__Extract provided__
══════════════════════════════

In article <109378@convex.convex.com> patrick@convex.COM (Patrick F. McGehearty) writes:
> In article <17680:Nov2806:04:1090@kramden.acf.nyu.edu> brnstnd@kramden.acf.nyu.edu (Dan Bernstein) writes:
> >Fortran can't deal with a double-pointer array efficiently because it
> >doesn't have pointers. Simulating pointers efficiently is what I was
> >calling difficult. Do you disagree?
> Actually, simulating pointers in Fortran is not very hard, just a bit
> ugly.  First declare an array SPACE for all data that might be pointed
> to.  Then access it as you please.  For example: VAL = SPACE(IPTR(I)) 

But this is not efficient. Jim Giles has been claiming (incorrectly)
that a sufficiently smart compiler can always avoid the extra addition;
even if he were right, no current compiler can do the job in real
examples like this one.

In C, you can declare IPTR as pointers. You store elements in it as
pointers. You don't think about the addition because it's not there.
In Fortran this is impossible.

> That is, if we save the address of a(i,j) in a register, then
> computing the address of either a(i+1,j) or a(i,j+1) only takes
> a single addition, assuming a rectangular array.  The double-pointer
> array still takes two memory accesses and an addition.

This is yet another common misconception: that using pointers forces you
to throw away the advantages of contiguous arrays. Why are you making
such an assumption?

══════════════════════════════

(Labeled-object pointing entries)

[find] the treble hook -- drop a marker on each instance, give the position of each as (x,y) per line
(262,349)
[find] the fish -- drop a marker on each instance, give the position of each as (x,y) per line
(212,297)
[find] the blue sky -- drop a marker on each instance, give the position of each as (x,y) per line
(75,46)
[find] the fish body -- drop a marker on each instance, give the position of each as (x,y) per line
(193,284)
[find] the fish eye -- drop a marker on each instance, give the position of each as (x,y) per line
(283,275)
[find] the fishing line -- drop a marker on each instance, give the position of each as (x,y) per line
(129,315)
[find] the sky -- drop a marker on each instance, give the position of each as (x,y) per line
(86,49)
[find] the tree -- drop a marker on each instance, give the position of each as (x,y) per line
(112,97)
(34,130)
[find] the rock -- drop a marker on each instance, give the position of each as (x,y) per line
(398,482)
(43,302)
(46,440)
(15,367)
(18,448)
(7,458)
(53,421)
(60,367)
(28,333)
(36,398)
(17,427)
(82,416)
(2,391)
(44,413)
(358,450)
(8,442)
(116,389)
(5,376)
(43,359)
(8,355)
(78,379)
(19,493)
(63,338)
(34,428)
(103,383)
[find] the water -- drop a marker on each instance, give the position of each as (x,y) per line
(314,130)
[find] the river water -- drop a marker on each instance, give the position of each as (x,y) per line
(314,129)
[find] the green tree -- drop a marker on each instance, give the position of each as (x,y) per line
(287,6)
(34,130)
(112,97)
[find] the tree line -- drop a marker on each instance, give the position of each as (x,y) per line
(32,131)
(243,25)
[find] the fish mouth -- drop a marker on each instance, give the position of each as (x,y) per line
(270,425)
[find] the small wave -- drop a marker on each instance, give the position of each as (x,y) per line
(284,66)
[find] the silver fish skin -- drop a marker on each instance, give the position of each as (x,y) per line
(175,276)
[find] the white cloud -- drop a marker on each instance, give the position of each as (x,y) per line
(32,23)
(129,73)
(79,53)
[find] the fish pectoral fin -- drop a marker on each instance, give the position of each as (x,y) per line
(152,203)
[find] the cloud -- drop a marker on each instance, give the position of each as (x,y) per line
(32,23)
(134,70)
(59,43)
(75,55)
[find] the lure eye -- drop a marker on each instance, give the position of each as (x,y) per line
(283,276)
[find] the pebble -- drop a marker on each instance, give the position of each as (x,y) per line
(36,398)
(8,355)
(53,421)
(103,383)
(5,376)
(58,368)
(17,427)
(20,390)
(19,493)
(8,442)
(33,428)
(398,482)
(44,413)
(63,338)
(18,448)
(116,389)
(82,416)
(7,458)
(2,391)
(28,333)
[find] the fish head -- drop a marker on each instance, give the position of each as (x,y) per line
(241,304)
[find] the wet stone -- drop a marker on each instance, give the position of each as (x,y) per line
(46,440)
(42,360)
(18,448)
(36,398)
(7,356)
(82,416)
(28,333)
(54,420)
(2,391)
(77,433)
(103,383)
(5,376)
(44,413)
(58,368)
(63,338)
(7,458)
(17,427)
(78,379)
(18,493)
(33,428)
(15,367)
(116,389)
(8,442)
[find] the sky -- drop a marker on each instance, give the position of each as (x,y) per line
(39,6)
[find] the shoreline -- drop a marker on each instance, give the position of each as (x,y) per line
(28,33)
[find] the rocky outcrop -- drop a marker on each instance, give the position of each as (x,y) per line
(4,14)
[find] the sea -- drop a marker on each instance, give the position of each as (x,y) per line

══════════════════════════════

__Short task 1__
From the Fortran pointer discussion, write out the passage starting with "In C, you can" and going on through "this is impossible.".
__Short task 2__
Translate this sentence from the Fortran pointer discussion into Spanish: "This is yet another common misconception: that using pointers forces you to throw away the advantages of contiguous arrays."

__Full answer 1__
In C, you can declare IPTR as pointers. You store elements in it as
pointers. You don't think about the addition because it's not there.
In Fortran this is impossible.

__Full answer 2__
Este es otro concepto erróneo común: que usar punteros te obliga a renunciar a las ventajas de los arreglos contiguos.